* Work required
Retype the complete listing exactly as it appears.

* Records to use
====

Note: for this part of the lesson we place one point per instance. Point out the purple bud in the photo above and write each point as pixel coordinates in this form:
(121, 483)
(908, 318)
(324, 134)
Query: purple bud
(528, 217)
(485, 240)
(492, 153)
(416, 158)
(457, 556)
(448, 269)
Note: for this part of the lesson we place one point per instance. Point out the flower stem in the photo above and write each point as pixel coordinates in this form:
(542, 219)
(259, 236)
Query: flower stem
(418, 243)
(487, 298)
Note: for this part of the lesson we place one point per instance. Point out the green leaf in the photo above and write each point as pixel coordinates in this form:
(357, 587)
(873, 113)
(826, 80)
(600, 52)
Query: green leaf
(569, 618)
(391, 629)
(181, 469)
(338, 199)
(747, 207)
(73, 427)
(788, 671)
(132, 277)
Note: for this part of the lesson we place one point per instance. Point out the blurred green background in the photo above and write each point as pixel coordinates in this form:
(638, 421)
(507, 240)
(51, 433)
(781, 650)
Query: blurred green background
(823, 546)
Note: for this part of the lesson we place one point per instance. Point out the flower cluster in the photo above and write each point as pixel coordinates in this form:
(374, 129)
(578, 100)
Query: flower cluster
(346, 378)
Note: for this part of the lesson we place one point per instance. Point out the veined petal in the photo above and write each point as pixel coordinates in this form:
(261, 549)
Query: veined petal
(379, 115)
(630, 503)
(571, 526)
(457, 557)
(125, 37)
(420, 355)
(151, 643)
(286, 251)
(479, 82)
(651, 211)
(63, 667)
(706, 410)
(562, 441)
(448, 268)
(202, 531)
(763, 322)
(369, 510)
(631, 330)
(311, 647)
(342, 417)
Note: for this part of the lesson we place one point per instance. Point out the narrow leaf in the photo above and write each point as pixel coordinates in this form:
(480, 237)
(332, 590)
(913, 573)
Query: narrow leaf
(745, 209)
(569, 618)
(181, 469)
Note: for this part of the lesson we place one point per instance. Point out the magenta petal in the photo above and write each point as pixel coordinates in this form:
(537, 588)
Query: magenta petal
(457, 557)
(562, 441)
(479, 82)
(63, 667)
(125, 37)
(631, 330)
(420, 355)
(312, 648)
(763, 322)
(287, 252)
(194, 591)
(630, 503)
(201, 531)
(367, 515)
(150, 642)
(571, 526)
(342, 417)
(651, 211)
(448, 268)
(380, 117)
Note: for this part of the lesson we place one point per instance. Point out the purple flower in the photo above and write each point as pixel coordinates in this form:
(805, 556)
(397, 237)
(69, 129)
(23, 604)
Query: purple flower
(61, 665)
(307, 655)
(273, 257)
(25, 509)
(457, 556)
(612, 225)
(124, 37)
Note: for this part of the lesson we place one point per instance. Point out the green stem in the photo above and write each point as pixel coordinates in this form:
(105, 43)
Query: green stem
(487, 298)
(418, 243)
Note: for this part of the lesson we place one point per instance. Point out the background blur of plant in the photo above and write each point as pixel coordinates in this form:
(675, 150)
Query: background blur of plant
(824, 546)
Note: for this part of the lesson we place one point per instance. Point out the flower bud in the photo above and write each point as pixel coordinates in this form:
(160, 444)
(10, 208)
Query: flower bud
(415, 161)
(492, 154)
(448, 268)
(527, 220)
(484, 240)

====

* Response below
Note: for this part of the lesson we place one point per instance. Point out the purple bud in the photo above and write each point as pixel coordinates in this form:
(121, 483)
(908, 318)
(324, 134)
Query: purple bud
(528, 217)
(485, 240)
(492, 153)
(416, 158)
(457, 556)
(448, 269)
Note: for this part of the lesson we place one point per instance. Point out the flower stem in the photo above and write each point as pixel coordinates in this form:
(542, 219)
(259, 236)
Query: flower stem
(418, 243)
(487, 298)
Note: for this part of the lesson we place one point per instance. Point out the green leaf in the photo above and write each point as pixel coordinates in this form:
(357, 587)
(873, 113)
(826, 80)
(600, 52)
Query: green leaf
(569, 618)
(391, 629)
(181, 469)
(338, 199)
(747, 207)
(73, 427)
(788, 671)
(132, 277)
Note: for this part of the lesson we place one point per instance. Point out the blurred green background in the photo above and write each point as pixel coordinates in this form:
(638, 421)
(507, 240)
(51, 433)
(781, 650)
Query: blurred green background
(823, 546)
Note: for this part of the lesson we place one point per instance. Point out the flower cluster in the photo above and write each point as pixel coordinates in this form:
(374, 129)
(578, 100)
Query: flower cluster
(346, 378)
Note: for this part of the lesson we place one point per instance. Point out the veined petal in the photo above and write each point as pixel coordinates in this form:
(261, 549)
Query: veined petal
(379, 115)
(630, 503)
(571, 526)
(457, 557)
(125, 37)
(420, 355)
(151, 643)
(286, 251)
(479, 82)
(651, 211)
(63, 667)
(706, 410)
(562, 441)
(448, 268)
(202, 531)
(763, 322)
(369, 510)
(631, 330)
(311, 647)
(342, 417)
Note: for this part of the lesson we place one point per instance. Point out the narrow leaf in the photo above and write each point as pixel coordinates in this form:
(480, 237)
(332, 590)
(913, 573)
Query: narrow leaf
(745, 209)
(569, 618)
(181, 469)
Note: for this part of the lesson we place one point per instance. Point out the magenta petal in the photo above and write each point as pixel coordinates in this form:
(537, 588)
Query: magenta petal
(457, 557)
(562, 441)
(479, 82)
(63, 667)
(125, 37)
(631, 330)
(420, 355)
(312, 648)
(763, 322)
(287, 252)
(194, 591)
(630, 503)
(201, 531)
(367, 515)
(150, 642)
(571, 526)
(342, 417)
(651, 211)
(448, 268)
(380, 117)
Note: for this part of the lesson we place one point per instance. Point out the purple flower in the photo above and write each point as pixel coordinates in this form:
(805, 556)
(397, 237)
(69, 129)
(23, 604)
Query: purple flower
(61, 665)
(307, 655)
(273, 257)
(25, 509)
(457, 556)
(612, 225)
(124, 37)
Note: for this part of the lesson we place one point per instance. Point out the green stem in the photo above and write each point as pixel coordinates in this form:
(105, 43)
Query: green stem
(487, 298)
(418, 243)
Note: for this part of the lesson we place one point per instance. Point out the background blur of plant in the photo above and write each point as pixel coordinates in this form:
(675, 150)
Query: background blur of plant
(824, 546)
Note: for this part of the lesson we place one point per instance. Point out the flower bud in the photo above and write each point as pixel coordinates in this form:
(160, 444)
(10, 208)
Query: flower bud
(415, 161)
(492, 154)
(448, 268)
(527, 220)
(484, 240)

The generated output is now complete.